WHAT THE EXERCISE ASKS: Where the data below shows a picture, leave that picture out and copy the rest exactly.
-- DATA IN THIS EXERCISE follows --
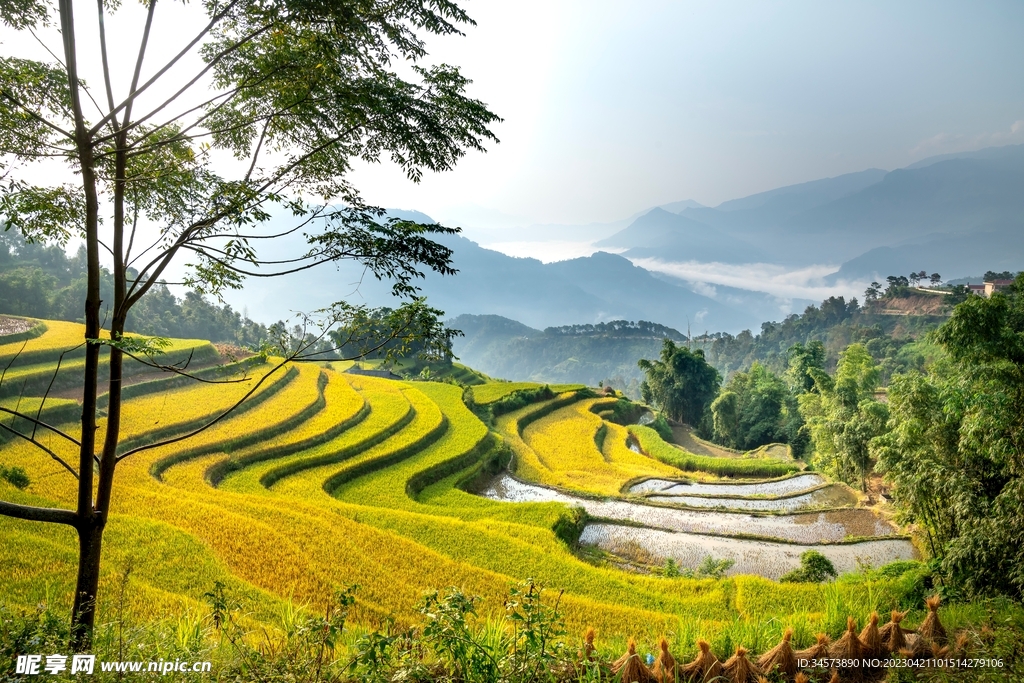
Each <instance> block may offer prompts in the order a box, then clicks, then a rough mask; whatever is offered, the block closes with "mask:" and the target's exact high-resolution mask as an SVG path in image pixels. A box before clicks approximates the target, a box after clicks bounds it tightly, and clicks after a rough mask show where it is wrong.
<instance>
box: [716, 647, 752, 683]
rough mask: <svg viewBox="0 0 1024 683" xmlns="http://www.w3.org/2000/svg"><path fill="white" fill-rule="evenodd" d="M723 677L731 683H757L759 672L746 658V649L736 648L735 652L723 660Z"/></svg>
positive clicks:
-- DATA IN THIS EXERCISE concluded --
ANSWER SPACE:
Each <instance> block may offer prompts in the order a box, then clicks, then a rough mask; whatever is offered, the block closes with "mask:" and the target's exact high-resolution mask as an SVG path in image pixels. A box before clicks approximates the target, a box after clicks bounds it tightly, and clicks after a rough mask show where it is wrong.
<instance>
box: [716, 647, 752, 683]
rough mask: <svg viewBox="0 0 1024 683" xmlns="http://www.w3.org/2000/svg"><path fill="white" fill-rule="evenodd" d="M723 677L731 683H757L759 672L746 658V649L736 648L735 652L723 660Z"/></svg>
positive clicks:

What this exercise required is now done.